SOURCE RECORDS:
○ ○ ○ ○ ○
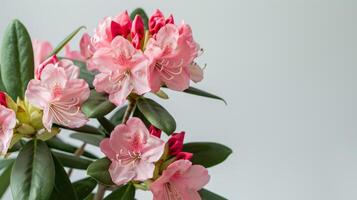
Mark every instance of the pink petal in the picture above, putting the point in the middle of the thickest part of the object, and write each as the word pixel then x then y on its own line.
pixel 37 94
pixel 121 174
pixel 106 148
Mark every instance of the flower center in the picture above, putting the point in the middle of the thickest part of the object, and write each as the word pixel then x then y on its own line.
pixel 126 157
pixel 168 73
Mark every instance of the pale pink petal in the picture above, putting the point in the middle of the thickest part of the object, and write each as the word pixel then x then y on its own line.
pixel 119 97
pixel 121 174
pixel 37 94
pixel 144 171
pixel 47 119
pixel 7 122
pixel 106 148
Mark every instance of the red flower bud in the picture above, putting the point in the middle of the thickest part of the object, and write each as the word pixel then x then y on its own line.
pixel 138 28
pixel 176 143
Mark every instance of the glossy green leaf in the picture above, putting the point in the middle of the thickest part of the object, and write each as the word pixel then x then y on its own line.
pixel 63 188
pixel 16 59
pixel 85 129
pixel 5 179
pixel 99 171
pixel 6 162
pixel 97 105
pixel 126 192
pixel 88 138
pixel 58 144
pixel 207 154
pixel 33 174
pixel 157 115
pixel 144 16
pixel 84 187
pixel 63 43
pixel 117 118
pixel 198 92
pixel 208 195
pixel 72 161
pixel 84 73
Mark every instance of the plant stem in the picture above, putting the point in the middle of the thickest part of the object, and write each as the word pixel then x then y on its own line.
pixel 77 153
pixel 100 193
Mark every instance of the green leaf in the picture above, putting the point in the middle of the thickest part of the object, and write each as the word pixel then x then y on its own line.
pixel 63 188
pixel 157 115
pixel 140 115
pixel 126 192
pixel 58 144
pixel 16 59
pixel 33 174
pixel 117 118
pixel 85 129
pixel 97 105
pixel 84 187
pixel 5 162
pixel 99 171
pixel 144 16
pixel 198 92
pixel 88 138
pixel 208 195
pixel 5 179
pixel 207 154
pixel 72 161
pixel 106 124
pixel 63 43
pixel 84 73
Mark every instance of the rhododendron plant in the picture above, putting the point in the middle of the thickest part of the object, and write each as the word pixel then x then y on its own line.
pixel 44 92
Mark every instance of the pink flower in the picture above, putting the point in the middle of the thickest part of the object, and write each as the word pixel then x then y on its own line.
pixel 157 21
pixel 155 131
pixel 133 152
pixel 7 123
pixel 137 31
pixel 123 70
pixel 171 55
pixel 176 145
pixel 109 28
pixel 59 94
pixel 181 180
pixel 41 50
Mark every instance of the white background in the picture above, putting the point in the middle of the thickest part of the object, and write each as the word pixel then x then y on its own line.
pixel 287 69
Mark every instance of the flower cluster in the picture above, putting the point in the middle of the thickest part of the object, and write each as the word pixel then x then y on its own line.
pixel 138 154
pixel 125 58
pixel 130 59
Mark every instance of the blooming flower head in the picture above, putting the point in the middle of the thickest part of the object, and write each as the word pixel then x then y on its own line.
pixel 124 70
pixel 133 152
pixel 181 180
pixel 59 93
pixel 7 124
pixel 171 53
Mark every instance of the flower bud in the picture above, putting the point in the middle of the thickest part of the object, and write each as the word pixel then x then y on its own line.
pixel 176 143
pixel 51 60
pixel 138 28
pixel 156 21
pixel 155 131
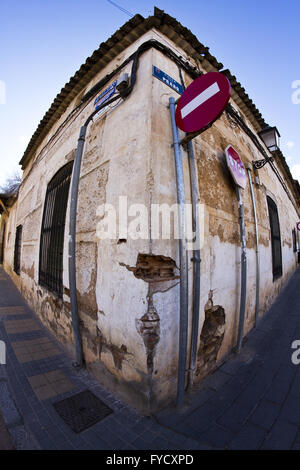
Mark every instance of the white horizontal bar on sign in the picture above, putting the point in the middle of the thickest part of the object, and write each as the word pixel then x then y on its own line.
pixel 200 99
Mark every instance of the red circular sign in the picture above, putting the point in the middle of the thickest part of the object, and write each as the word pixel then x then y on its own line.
pixel 202 102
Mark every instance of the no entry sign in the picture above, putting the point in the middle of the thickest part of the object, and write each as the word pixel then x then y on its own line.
pixel 236 167
pixel 202 102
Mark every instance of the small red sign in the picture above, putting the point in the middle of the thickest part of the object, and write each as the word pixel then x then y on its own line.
pixel 202 102
pixel 236 167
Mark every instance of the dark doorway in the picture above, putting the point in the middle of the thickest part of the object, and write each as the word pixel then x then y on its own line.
pixel 275 239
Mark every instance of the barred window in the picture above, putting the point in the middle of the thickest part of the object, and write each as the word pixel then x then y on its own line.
pixel 17 254
pixel 53 228
pixel 275 239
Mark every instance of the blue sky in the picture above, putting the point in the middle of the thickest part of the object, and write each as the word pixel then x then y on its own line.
pixel 43 43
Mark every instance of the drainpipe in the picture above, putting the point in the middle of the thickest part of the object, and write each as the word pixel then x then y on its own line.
pixel 72 234
pixel 196 266
pixel 196 256
pixel 243 270
pixel 183 322
pixel 249 169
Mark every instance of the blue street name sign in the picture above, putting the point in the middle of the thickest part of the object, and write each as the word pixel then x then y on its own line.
pixel 156 72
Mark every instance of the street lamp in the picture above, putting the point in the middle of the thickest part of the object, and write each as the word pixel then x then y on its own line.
pixel 270 137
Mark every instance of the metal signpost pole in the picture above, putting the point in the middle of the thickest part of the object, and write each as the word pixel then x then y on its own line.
pixel 243 269
pixel 257 247
pixel 183 329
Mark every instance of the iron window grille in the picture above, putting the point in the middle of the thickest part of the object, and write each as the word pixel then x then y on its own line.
pixel 275 239
pixel 17 253
pixel 53 228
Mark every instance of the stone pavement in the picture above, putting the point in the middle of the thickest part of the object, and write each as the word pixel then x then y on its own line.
pixel 252 401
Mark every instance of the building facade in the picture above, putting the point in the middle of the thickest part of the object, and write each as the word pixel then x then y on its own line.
pixel 128 284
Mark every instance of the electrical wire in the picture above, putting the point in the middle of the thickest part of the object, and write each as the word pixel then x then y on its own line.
pixel 121 8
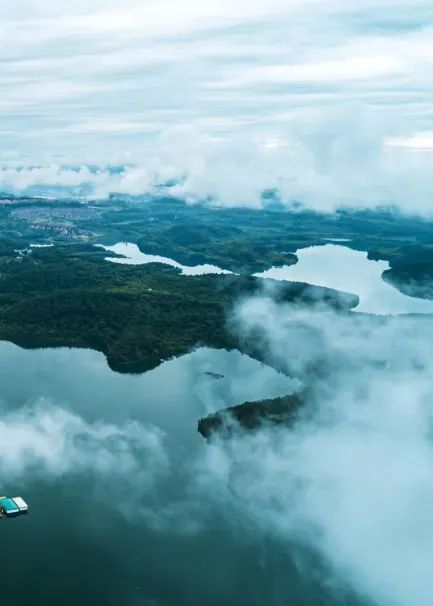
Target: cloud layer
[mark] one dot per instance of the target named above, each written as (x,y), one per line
(328,102)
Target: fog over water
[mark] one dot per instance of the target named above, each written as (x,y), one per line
(342,268)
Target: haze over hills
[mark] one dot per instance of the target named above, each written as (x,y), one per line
(216,302)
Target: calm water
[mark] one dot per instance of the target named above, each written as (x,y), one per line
(131,532)
(132,255)
(339,267)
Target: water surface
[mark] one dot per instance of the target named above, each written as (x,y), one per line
(123,538)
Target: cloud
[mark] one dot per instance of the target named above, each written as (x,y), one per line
(353,480)
(99,83)
(45,441)
(323,164)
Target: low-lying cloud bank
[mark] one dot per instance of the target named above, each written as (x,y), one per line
(323,166)
(45,441)
(354,479)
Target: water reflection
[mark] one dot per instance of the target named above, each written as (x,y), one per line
(116,539)
(341,268)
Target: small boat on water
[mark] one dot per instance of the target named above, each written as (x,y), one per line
(13,506)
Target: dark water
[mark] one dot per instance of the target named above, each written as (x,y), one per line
(79,545)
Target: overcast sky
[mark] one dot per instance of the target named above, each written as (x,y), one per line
(116,81)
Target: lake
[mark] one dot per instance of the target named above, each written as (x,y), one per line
(339,267)
(108,464)
(132,255)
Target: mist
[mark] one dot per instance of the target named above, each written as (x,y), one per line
(353,479)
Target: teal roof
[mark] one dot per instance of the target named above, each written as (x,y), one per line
(9,506)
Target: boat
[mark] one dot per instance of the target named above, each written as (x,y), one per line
(13,506)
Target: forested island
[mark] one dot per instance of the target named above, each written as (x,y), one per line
(67,294)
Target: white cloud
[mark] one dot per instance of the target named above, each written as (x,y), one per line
(354,478)
(47,441)
(103,82)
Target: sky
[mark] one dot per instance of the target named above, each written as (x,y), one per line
(327,102)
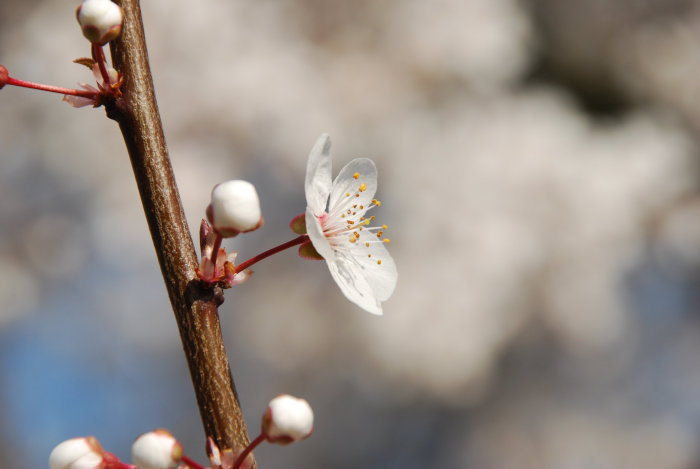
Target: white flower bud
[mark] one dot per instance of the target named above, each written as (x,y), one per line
(156,450)
(288,419)
(234,208)
(77,453)
(100,20)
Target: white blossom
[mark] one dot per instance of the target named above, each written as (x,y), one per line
(336,224)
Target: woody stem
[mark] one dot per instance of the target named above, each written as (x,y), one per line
(50,88)
(294,242)
(247,451)
(99,55)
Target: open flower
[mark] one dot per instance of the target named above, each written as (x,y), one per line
(340,232)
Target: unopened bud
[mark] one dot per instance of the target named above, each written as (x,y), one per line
(288,419)
(100,20)
(156,450)
(77,453)
(234,208)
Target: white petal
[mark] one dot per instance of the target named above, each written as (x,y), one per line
(377,265)
(317,185)
(346,189)
(318,239)
(349,276)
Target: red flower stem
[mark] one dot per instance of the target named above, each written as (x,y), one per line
(49,88)
(217,245)
(296,241)
(99,55)
(247,451)
(192,464)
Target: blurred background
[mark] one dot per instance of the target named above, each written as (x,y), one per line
(538,167)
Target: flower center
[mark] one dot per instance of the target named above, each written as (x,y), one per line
(347,229)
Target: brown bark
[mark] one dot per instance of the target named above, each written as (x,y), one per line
(194,305)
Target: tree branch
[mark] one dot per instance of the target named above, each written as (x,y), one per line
(195,306)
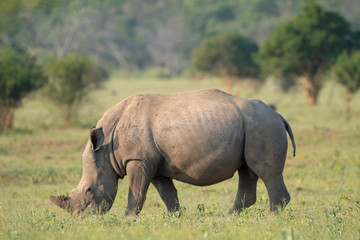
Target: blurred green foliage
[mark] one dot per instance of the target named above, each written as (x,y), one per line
(19,75)
(305,47)
(228,56)
(347,73)
(140,34)
(70,80)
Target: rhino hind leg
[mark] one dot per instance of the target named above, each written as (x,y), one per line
(246,193)
(139,181)
(168,193)
(278,194)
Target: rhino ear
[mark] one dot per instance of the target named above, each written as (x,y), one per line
(96,138)
(59,201)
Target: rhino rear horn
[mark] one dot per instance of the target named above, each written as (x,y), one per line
(59,201)
(96,138)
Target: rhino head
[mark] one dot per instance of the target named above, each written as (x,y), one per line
(98,185)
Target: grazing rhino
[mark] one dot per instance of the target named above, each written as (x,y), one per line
(201,138)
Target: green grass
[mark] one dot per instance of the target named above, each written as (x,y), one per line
(40,158)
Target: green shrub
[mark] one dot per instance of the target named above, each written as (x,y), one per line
(305,47)
(71,79)
(227,56)
(347,72)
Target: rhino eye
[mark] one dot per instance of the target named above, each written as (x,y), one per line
(88,190)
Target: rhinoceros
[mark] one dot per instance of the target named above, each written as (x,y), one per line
(201,137)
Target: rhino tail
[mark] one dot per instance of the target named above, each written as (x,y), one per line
(291,135)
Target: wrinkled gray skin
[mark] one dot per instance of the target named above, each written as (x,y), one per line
(201,138)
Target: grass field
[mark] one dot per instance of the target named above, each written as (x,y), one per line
(39,158)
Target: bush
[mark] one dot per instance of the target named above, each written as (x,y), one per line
(19,75)
(305,47)
(347,73)
(70,80)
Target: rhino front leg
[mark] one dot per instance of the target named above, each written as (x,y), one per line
(278,194)
(168,192)
(139,180)
(246,193)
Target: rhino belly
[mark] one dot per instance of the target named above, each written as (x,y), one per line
(201,172)
(202,152)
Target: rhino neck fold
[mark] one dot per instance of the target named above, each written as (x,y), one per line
(117,166)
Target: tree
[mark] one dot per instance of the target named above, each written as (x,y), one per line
(305,47)
(70,80)
(227,56)
(19,75)
(347,72)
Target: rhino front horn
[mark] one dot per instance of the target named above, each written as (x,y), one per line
(59,201)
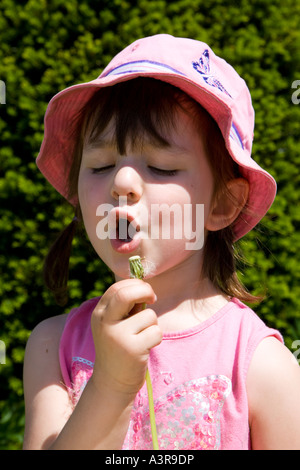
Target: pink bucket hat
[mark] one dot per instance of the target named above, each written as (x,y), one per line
(194,68)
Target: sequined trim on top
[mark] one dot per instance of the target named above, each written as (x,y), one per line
(82,370)
(187,417)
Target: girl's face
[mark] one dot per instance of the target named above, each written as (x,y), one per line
(139,203)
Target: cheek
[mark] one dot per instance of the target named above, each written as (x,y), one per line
(89,199)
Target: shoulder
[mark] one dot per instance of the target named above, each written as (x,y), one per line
(273,384)
(46,334)
(46,399)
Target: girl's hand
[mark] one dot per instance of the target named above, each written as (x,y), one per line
(123,336)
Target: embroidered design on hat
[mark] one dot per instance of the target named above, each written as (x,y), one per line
(203,67)
(142,66)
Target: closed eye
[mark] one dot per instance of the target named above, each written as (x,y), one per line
(162,172)
(102,169)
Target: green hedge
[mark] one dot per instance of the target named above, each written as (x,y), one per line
(48,45)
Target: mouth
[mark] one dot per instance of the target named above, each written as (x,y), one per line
(124,234)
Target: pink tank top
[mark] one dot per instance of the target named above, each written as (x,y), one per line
(198,378)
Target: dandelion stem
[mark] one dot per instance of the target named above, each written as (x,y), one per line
(137,271)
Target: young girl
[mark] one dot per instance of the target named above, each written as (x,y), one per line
(167,123)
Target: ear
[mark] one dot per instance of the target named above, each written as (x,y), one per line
(228,204)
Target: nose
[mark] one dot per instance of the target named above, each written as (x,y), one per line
(127,183)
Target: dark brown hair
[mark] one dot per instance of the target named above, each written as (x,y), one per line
(147,107)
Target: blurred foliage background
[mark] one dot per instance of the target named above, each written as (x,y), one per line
(47,45)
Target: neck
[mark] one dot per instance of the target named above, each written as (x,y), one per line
(184,297)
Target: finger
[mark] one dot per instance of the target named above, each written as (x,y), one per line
(121,297)
(140,321)
(149,338)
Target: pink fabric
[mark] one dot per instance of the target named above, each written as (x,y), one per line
(198,378)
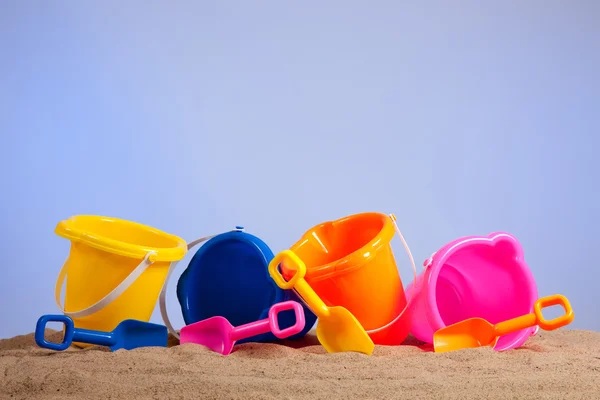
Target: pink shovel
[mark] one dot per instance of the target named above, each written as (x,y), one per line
(219,335)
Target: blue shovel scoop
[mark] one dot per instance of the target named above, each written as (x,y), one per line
(129,334)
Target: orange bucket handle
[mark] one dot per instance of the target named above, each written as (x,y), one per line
(110,297)
(412,261)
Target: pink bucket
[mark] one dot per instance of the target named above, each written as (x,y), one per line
(474,276)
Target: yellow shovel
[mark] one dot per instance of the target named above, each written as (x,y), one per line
(477,332)
(337,329)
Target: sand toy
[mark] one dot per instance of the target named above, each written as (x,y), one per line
(129,334)
(474,277)
(350,263)
(477,332)
(219,335)
(337,329)
(227,277)
(115,270)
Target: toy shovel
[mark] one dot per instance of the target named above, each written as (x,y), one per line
(337,329)
(477,332)
(219,335)
(129,334)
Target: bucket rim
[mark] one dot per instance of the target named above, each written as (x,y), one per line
(355,259)
(197,265)
(438,260)
(72,230)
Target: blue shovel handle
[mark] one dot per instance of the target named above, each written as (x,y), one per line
(40,328)
(72,334)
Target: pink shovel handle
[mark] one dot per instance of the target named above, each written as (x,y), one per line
(292,330)
(271,323)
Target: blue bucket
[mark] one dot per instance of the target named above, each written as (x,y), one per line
(228,276)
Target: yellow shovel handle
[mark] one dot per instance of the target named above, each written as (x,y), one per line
(297,282)
(554,300)
(537,318)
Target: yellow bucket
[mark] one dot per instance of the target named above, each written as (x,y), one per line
(115,270)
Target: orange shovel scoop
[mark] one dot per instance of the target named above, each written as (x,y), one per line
(477,332)
(337,329)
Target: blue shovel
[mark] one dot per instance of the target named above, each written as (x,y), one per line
(129,334)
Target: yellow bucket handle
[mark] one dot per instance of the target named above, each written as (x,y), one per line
(162,300)
(110,297)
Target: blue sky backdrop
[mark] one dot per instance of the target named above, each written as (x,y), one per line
(462,118)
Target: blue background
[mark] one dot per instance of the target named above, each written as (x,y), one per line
(461,119)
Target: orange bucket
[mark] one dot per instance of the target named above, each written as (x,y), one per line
(350,263)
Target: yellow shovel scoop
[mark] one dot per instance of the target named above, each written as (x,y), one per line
(477,332)
(337,329)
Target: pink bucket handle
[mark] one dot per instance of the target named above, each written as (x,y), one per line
(284,306)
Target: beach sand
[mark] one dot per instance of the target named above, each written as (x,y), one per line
(563,364)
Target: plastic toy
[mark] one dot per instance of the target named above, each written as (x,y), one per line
(227,277)
(129,334)
(474,276)
(477,332)
(337,329)
(115,270)
(350,263)
(219,335)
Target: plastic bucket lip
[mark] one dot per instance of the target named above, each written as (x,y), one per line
(435,263)
(184,285)
(355,259)
(80,229)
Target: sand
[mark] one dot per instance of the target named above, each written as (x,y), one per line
(563,364)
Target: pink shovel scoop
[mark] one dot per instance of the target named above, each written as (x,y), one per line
(219,335)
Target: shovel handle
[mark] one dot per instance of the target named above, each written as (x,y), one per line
(284,306)
(298,283)
(537,318)
(298,265)
(549,301)
(40,329)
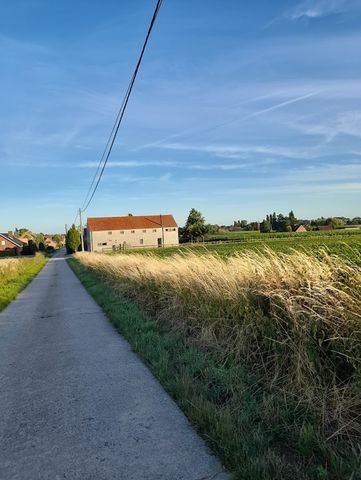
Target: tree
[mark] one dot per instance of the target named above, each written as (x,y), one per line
(195,226)
(335,222)
(57,240)
(72,240)
(39,238)
(265,226)
(293,219)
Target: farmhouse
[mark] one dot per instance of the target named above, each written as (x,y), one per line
(9,242)
(120,233)
(299,229)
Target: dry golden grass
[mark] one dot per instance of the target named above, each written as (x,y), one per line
(294,317)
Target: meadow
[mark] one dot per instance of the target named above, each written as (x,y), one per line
(15,274)
(344,245)
(259,344)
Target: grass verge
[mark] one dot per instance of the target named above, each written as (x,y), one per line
(16,274)
(258,432)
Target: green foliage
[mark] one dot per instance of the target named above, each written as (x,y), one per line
(30,248)
(335,222)
(73,240)
(195,226)
(265,226)
(257,432)
(57,240)
(15,280)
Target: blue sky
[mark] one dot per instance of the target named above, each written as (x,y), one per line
(240,108)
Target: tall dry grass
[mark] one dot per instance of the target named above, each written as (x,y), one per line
(294,317)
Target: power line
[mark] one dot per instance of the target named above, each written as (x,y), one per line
(118,121)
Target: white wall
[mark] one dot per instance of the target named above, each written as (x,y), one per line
(138,238)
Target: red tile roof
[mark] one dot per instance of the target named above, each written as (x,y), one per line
(133,222)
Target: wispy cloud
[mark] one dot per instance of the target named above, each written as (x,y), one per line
(244,118)
(244,150)
(321,8)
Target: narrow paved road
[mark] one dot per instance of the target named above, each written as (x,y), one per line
(76,403)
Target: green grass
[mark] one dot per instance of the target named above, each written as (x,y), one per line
(16,279)
(258,433)
(247,235)
(338,244)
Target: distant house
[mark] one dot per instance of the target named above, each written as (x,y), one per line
(141,231)
(9,242)
(49,242)
(299,229)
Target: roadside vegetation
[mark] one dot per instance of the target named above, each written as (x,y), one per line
(349,246)
(15,274)
(261,349)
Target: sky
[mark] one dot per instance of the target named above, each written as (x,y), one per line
(239,109)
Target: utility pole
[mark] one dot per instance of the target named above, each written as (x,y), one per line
(81,232)
(161,222)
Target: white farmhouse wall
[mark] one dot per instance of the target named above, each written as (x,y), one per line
(99,241)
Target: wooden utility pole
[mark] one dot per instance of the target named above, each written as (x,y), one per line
(161,222)
(81,232)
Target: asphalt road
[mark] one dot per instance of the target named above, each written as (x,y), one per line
(77,403)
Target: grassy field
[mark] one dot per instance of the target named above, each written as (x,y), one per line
(15,274)
(248,235)
(260,349)
(344,245)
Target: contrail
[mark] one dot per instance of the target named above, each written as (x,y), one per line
(233,120)
(283,104)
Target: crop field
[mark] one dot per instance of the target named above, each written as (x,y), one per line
○ ○ ○ ○ ○
AIM OF THE TASK: Rewrite the stretch from the line containing "Target: crop field" through the end of the records, swapping "dot" for "point" and keeping everything else the same.

ANSWER BELOW:
Target: crop field
[mark] one point per instance of the target named above, each written as (x,y), one per line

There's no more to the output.